Depuis des années, et en particulier après le 7 octobre, l’organisation internationale Samidoun est sujette d’une intense campagne de diffamation et de répression, en Europe et en Amérique du Nord. En novembre 2023, l’Etat colonial israélien envoyait deux lettres au gouvernement belge afin de réclamer l’interdiction de Samidoun sur le territoire et une surveillance accrue à l’égard de son coordinateur, Mohammed Khatib. Ce qui n’est pas tombé dans l’oreille d’un sourd. Le 15 avril 2024, en lien avec l’Etat israélien, la Secrétaire d’Etat à l’Asile et la Migration, Nicole de Moor, initiait une procédure à l’encontre du militant palestinien Mohammed Khatib, afin de retirer son statut de réfugié politique. Cette procédure était justifiée à l’aide d’un rapport de l’OCAM (organe de l’analyse de la menace terroriste belge) qui labélise Khatib comme un « prédicateur de la haine ».

Cette qualification, expliquait le ministre de la justice Paul Van Tchigelt, était du à son idéologie politique de gauche révolutionnaire, et non pas car Samidoun avait effectué des faits violents, ou en planifiait, sur le territoire belge, très peu probable selon un agent de l’OCAMEn bref, Mohammed Khatib voit son statut de réfugié menacé pour les positions politiques de son organisation, qui réclame la libération de la Palestine.

Dans une carte blanche publiée le 3 mai – dans un black-out médiatique le plus total – plus de 250 universitaires belges et internationaux dénonçaient fermement la volonté du gouvernement belge de retirer le droit de séjour de Mohammed Khatib. Nous relayons ci-dessous la carte blanche :

En tant qu’universitaires attachés à la justice et au respect des droits humains, nous dénonçons fermement la possibilité que le statut de réfugié·e soit révoqué pour des raisons politiques.

Pour rappel, le statut de réfugié·e est défini par la Convention de 1951 relative au statut des réfugiés, que la Belgique a ratifiée. La Belgique est donc tenue de protéger les personnes qui en bénéficient. Mohammed Khatib a obtenu ce statut conformément à ce qui est stipulé dans la convention et du fait de la loi belge. Le statut de réfugié·e a pour but de protéger la vie des personnes et leur droit à la dignité.

§ **DONNÉES FOURNIES**
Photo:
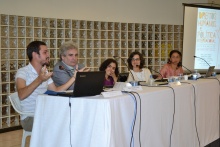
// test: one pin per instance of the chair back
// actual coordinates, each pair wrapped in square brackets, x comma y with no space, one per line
[14,99]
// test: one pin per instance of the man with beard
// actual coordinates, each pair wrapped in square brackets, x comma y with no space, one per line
[34,79]
[68,64]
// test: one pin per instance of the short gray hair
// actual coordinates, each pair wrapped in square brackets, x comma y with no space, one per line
[67,46]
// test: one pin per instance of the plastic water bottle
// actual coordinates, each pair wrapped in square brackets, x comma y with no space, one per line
[151,81]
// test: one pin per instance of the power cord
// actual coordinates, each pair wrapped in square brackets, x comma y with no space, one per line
[140,117]
[194,89]
[219,97]
[70,123]
[135,116]
[173,108]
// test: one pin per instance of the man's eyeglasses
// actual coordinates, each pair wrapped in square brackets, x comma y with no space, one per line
[135,59]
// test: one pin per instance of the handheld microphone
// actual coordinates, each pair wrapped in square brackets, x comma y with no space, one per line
[202,59]
[126,66]
[187,69]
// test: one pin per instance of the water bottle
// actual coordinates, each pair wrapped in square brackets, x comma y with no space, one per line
[151,81]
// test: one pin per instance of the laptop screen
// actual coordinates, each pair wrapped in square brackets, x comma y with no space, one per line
[88,83]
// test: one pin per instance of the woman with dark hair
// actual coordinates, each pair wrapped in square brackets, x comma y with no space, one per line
[173,66]
[136,66]
[110,66]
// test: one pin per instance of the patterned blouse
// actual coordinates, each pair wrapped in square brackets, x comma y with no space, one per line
[167,71]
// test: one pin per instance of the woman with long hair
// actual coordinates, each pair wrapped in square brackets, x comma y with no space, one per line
[110,66]
[173,66]
[136,66]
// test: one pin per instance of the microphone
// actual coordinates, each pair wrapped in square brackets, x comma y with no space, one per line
[202,59]
[126,66]
[187,69]
[63,68]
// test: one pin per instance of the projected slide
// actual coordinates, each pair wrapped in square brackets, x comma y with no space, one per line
[207,38]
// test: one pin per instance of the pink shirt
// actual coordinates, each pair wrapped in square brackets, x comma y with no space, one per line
[167,71]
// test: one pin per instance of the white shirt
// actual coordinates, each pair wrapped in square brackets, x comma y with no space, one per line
[29,74]
[144,75]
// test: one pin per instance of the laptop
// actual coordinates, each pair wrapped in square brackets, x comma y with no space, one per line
[86,84]
[209,72]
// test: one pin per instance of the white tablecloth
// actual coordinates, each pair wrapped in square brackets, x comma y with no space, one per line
[107,122]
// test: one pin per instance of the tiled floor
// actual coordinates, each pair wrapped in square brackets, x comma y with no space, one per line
[12,139]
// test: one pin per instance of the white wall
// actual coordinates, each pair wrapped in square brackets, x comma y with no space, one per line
[138,11]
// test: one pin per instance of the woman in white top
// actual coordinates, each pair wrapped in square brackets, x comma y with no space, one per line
[136,66]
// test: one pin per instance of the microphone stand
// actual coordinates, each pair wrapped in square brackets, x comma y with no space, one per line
[202,59]
[63,68]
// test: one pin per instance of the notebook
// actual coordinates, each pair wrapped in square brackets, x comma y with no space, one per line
[86,84]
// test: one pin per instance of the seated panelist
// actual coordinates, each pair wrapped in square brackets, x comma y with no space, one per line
[110,66]
[173,66]
[68,64]
[136,66]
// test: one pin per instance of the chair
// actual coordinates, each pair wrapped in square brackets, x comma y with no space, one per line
[14,99]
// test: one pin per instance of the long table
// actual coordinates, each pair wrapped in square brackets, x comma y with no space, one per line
[185,115]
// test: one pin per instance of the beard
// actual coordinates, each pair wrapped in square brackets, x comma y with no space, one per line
[47,63]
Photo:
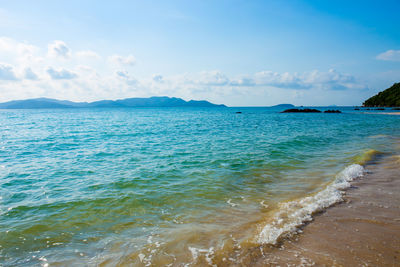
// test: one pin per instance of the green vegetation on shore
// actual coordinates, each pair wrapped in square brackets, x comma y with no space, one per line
[387,98]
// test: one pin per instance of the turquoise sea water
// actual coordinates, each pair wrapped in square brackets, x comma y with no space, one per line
[167,186]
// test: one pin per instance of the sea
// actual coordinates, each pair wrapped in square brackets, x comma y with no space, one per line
[173,186]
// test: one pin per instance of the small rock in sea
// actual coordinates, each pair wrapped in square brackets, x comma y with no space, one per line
[332,111]
[306,110]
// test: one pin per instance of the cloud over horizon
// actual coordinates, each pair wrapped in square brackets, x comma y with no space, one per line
[390,55]
[31,71]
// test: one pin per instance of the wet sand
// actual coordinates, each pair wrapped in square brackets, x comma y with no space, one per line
[364,230]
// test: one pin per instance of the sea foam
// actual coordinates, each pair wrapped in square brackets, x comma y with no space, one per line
[295,213]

§ **CONSIGNE A**
Relevez toutes les personnes nommées dans le texte sur Samidoun.
§ **CONSIGNE B**
Prolongez le texte sur Samidoun à partir de sa dernière phrase.
Les lignes n'ont aucun rôle ici.

§ **RÉSULTAT A**
Mohammed Khatib, Nicole de Moor, Paul Van Tchigelt

§ **RÉSULTAT B**
Il ne peut être accordé ou retiré pour des raisons politiques. Conditionner le statut de réfugié, le statut de résident·e ou la citoyenneté en fonction de l’activité ou de l’affiliation politique de la personne concernée est un précédent dangereux qui crée une hiérarchie entre les différent·es citoyen·nes et les différents types de citoyenneté. Le droit à la liberté d’expression et le droit de participer à un mouvement social ne peuvent être soumis à l’arbitraire politique. Aujourd’hui, il s’agit de soutenir la cause palestinienne, et demain ?

Dans ce cas, l’annonce de N. de Moor, contribue à délégitimer et réprimer la lutte palestinienne et le soutien à la Palestine. En Belgique, chacun, réfugié·e ou non, Palestinien·ne ou non, doit être libre de s’exprimer et de s’organiser, doit être libre de défendre la cause palestinienne, le droit au retour des réfugié·es palestinien·nes sur leur terre, ou de dénoncer le génocide à Gaza.

De plus, Mohammed Khatib n’a été reconnu coupable d’aucun crime ou délit : les accusations d’être une menace ou de prêcher la haine sont basées sur l’analyse faite par l’OCAM, et ne sont pas le résultat d’une procédure judiciaire transparente. L’éventuelle révocation du statut de réfugié de Mohammed Khatib s’inscrit dans une tendance dangereuse et de plus en plus répandue qui consiste à suspendre préventivement le statut administratif de personnes en raison du risque potentiel qu’elles pourraient représenter.

Ces évaluations de risque sont rarement effectuées sur la base de critères objectifs, mais plutôt sur la base de sentiments politiques, qui sont hautement contingents et évoluent avec le temps. Ces mesures préventives ont des conséquences dangereuses et profondes et créent un vide juridique qui permet d’imposer des sanctions administratives pour des motifs arbitraires. Les populations musulmanes et migrantes sont particulièrement vulnérables à ces types d’évaluation des risques, qui sont trop couvent imprégnés de préjugés et de partis pris raciaux et politiques.

L’annonce de N. De Moor s’inscrit dans un contexte plus large de la répression et de diffamation visant le mouvement palestinien et ses partisans en Belgique. Par exemple, ZinTV, un média bruxellois qui documente les luttes sociales, subit diverses pressions depuis octobre 2023, pour avoir accueilli un événement de Samidoun : pressions et diffamations de la part du conseil communal et sur les réseaux sociaux, tentatives d’intimidation, qui ont culminé avec la descente d’une brigade anti-terroriste dans leurs locaux en mars 2024.

En Flandre, le site d’information indépendant De Wereld Morgen et l’organisation pacifiste Vrede ont été les cibles de tentatives de censure politique, y compris d’intimidation politique explicite et d’utilisation de moyens administratifs à cette fin. Ces tentatives de censure de médias indépendants, qui s’ajoutent maintenant aux tentatives de faire taire les voix dissonantes, constituent une menace importante pour le débat public et les libertés civiles en Belgique.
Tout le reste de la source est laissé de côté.